— THE PROBLEM —
Copy the entries exactly. Their pictures do not belong in the copy.

[Stored data entries]
::::::
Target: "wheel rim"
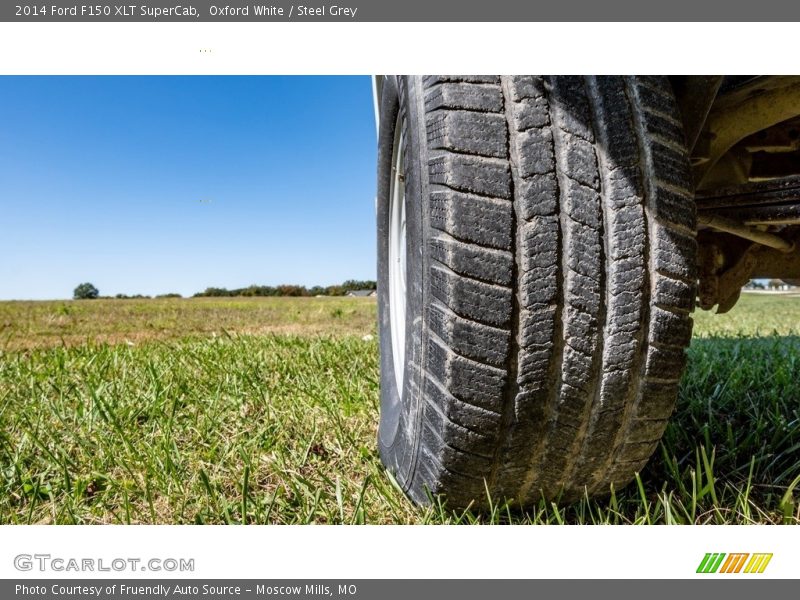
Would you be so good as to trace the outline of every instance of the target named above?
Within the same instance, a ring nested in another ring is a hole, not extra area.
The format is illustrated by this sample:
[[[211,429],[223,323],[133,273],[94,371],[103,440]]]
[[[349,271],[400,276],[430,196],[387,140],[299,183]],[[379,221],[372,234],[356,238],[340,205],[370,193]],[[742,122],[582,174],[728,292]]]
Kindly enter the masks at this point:
[[[392,150],[392,188],[389,193],[389,322],[397,393],[403,394],[406,365],[406,186],[403,133],[395,127]]]

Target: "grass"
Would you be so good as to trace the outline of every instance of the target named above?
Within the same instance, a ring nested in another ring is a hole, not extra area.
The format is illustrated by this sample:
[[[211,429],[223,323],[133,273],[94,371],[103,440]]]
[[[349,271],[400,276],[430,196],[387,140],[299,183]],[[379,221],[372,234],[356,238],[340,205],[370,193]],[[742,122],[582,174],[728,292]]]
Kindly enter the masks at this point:
[[[0,302],[0,348],[135,344],[225,331],[346,335],[375,328],[368,298],[191,298]]]
[[[636,482],[473,514],[381,467],[374,301],[0,303],[0,523],[800,523],[800,298],[696,321]]]

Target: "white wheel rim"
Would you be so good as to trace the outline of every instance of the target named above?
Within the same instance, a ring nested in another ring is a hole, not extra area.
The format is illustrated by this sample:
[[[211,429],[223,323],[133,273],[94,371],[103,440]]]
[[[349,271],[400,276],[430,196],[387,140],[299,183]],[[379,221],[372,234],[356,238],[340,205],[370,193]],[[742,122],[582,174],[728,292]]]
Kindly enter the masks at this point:
[[[403,163],[403,133],[395,127],[392,153],[392,188],[389,193],[389,321],[392,362],[397,393],[403,395],[406,366],[406,186]]]

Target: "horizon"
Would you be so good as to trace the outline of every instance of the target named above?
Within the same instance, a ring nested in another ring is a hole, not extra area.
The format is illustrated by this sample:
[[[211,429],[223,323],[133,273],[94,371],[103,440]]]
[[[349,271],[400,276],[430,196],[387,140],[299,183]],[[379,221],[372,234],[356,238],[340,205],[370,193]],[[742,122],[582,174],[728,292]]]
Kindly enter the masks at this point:
[[[362,287],[353,287],[352,284],[354,284],[354,283],[366,284],[366,285],[364,285]],[[77,291],[77,288],[79,286],[85,285],[85,284],[90,284],[90,285],[94,286],[94,284],[91,281],[81,281],[80,283],[76,284],[75,289],[73,289],[73,293],[67,298],[2,298],[2,299],[0,299],[0,302],[16,302],[16,301],[19,301],[19,302],[40,302],[40,301],[41,302],[51,302],[51,301],[62,301],[62,300],[95,299],[95,298],[75,298],[74,297],[74,292]],[[164,297],[169,297],[169,296],[178,297],[178,298],[184,298],[184,299],[186,299],[186,298],[225,297],[224,294],[213,294],[213,293],[210,293],[212,290],[216,290],[216,291],[219,291],[219,292],[230,292],[231,293],[230,297],[232,297],[232,298],[244,298],[244,297],[251,297],[251,296],[254,297],[254,298],[269,298],[269,297],[274,297],[274,298],[287,297],[288,298],[288,297],[292,297],[290,295],[283,295],[283,294],[275,294],[275,295],[267,295],[267,294],[252,294],[252,295],[250,295],[250,294],[234,294],[234,292],[242,292],[244,290],[251,289],[251,288],[273,288],[273,289],[275,289],[275,288],[282,288],[282,287],[286,287],[286,288],[302,288],[303,291],[308,292],[309,294],[312,294],[315,291],[317,291],[317,292],[318,291],[323,291],[323,292],[325,292],[323,295],[333,297],[333,296],[335,296],[335,294],[329,294],[328,293],[331,290],[331,288],[344,288],[345,291],[349,292],[349,291],[353,291],[353,290],[376,290],[377,289],[377,285],[378,285],[378,282],[375,281],[375,280],[358,280],[358,279],[346,279],[346,280],[341,281],[339,283],[332,283],[332,284],[329,284],[329,285],[310,285],[310,286],[300,285],[300,284],[296,284],[296,283],[286,283],[286,282],[278,283],[278,284],[272,284],[272,285],[251,283],[249,285],[245,285],[245,286],[242,286],[242,287],[236,287],[236,288],[226,288],[224,286],[209,285],[209,286],[206,286],[202,290],[198,290],[198,291],[190,293],[190,294],[181,294],[179,292],[168,292],[168,291],[167,292],[157,292],[155,294],[141,294],[141,293],[137,293],[137,292],[134,292],[134,293],[131,293],[131,294],[123,294],[122,292],[119,292],[117,294],[105,294],[105,293],[103,293],[103,290],[97,288],[96,286],[94,286],[94,287],[97,289],[97,292],[98,292],[98,296],[96,297],[96,299],[98,299],[98,300],[135,300],[135,299],[164,298]],[[300,297],[300,296],[294,296],[294,297]]]
[[[0,299],[376,279],[372,111],[366,76],[0,77]]]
::::::
— ANSWER BOX —
Target: "wheel rim"
Would you be so good as to trace the outline of every instance of the target named above?
Within the same instance, a ring nested in another ring is a hole, not extra area.
The format is illustrated by this sample:
[[[211,429],[223,323],[133,273],[94,371],[103,440]]]
[[[349,271],[400,276],[430,196],[387,140],[299,183]],[[379,221],[372,234],[356,238],[340,205],[370,193]],[[742,122],[582,174],[728,292]]]
Kindly enter the masks at this point:
[[[392,150],[392,188],[389,193],[389,322],[397,393],[403,394],[406,365],[406,186],[403,133],[395,127]]]

Target: "grass"
Would you be so good as to trace the outline of every instance of the target named above?
Within the same instance, a ring nested in another ring is a hole, not extra area.
The format is illustrated by this sample:
[[[211,429],[223,323],[133,273],[94,371],[103,440]]]
[[[349,271],[400,276],[430,196],[387,140],[299,183]],[[379,221],[372,234],[356,238],[340,205],[370,193]],[[742,122],[582,174],[728,292]]]
Kindly enter the masks at this point:
[[[0,302],[0,348],[135,344],[225,331],[346,335],[375,328],[368,298],[191,298]]]
[[[636,482],[473,514],[381,467],[374,301],[0,303],[0,523],[800,523],[800,298],[696,321]]]

Target: "white wheel rim"
Would you be so good as to trace the outline of every instance of the target named above?
Within the same instance, a ring nested in another ring is a hole, not extra area.
The format is illustrated by this sample:
[[[211,429],[223,323],[133,273],[94,371],[103,440]]]
[[[349,271],[400,276],[430,196],[387,140],[299,183]],[[379,221],[372,234],[356,238],[340,205],[370,193]],[[742,122],[582,174],[728,292]]]
Kindly enter the masks at this point:
[[[403,163],[403,133],[395,127],[392,153],[392,188],[389,193],[389,321],[392,362],[397,393],[403,395],[406,366],[406,186]]]

Target: "horizon"
Would you be so good as to trace the outline of every instance of the target named above?
Within the same instance, a ring nested in another ring is a hole, not extra area.
The format is illustrated by this sample:
[[[211,429],[223,323],[133,273],[94,371],[103,440]]]
[[[349,271],[400,276],[430,196],[387,140],[299,183]],[[379,221],[372,234],[356,238],[340,205],[370,193]],[[742,122],[582,174],[728,292]]]
Kindly enter the masks at this point:
[[[362,287],[353,287],[352,284],[354,284],[354,283],[366,284],[366,285],[364,285]],[[77,291],[77,288],[79,286],[85,285],[85,284],[90,284],[90,285],[94,286],[94,284],[91,281],[81,281],[80,283],[76,284],[75,289],[73,289],[73,293],[67,298],[2,298],[2,299],[0,299],[0,302],[16,302],[16,301],[19,301],[19,302],[40,302],[40,301],[41,302],[51,302],[51,301],[62,301],[62,300],[95,299],[95,298],[75,298],[74,297],[74,292]],[[164,297],[169,297],[169,296],[178,297],[178,298],[184,298],[184,299],[186,299],[186,298],[225,297],[224,294],[213,294],[213,293],[210,293],[212,290],[216,290],[216,291],[219,291],[219,292],[230,292],[231,293],[230,297],[232,297],[232,298],[244,298],[244,297],[251,297],[251,296],[254,297],[254,298],[269,298],[269,297],[274,297],[274,298],[287,297],[288,298],[288,297],[292,297],[290,295],[283,295],[283,294],[275,294],[275,295],[267,295],[267,294],[252,294],[252,295],[250,295],[250,294],[234,294],[234,292],[242,292],[244,290],[251,289],[251,288],[273,288],[273,289],[275,289],[275,288],[282,288],[282,287],[286,287],[286,288],[302,288],[303,291],[308,292],[309,294],[312,294],[315,291],[317,291],[317,292],[318,291],[323,291],[323,292],[325,292],[323,295],[333,297],[333,296],[335,296],[335,294],[329,294],[328,293],[331,290],[331,288],[344,288],[345,291],[349,292],[349,291],[353,291],[353,290],[376,290],[377,289],[377,285],[378,285],[378,282],[375,281],[375,280],[358,280],[358,279],[346,279],[346,280],[341,281],[339,283],[332,283],[332,284],[329,284],[329,285],[310,285],[310,286],[300,285],[300,284],[296,284],[296,283],[286,283],[286,282],[278,283],[278,284],[272,284],[272,285],[251,283],[249,285],[245,285],[245,286],[242,286],[242,287],[236,287],[236,288],[226,288],[224,286],[209,285],[209,286],[206,286],[202,290],[198,290],[198,291],[190,293],[190,294],[181,294],[179,292],[168,292],[168,291],[167,292],[157,292],[155,294],[141,294],[141,293],[137,293],[137,292],[134,292],[134,293],[131,293],[131,294],[123,294],[122,292],[119,292],[117,294],[105,294],[105,293],[103,293],[103,290],[97,288],[96,286],[94,286],[94,287],[97,289],[97,292],[98,292],[98,296],[96,297],[96,299],[98,299],[98,300],[135,300],[135,299],[164,298]],[[300,297],[300,296],[294,296],[294,297]]]
[[[0,299],[376,279],[372,111],[366,76],[0,77]]]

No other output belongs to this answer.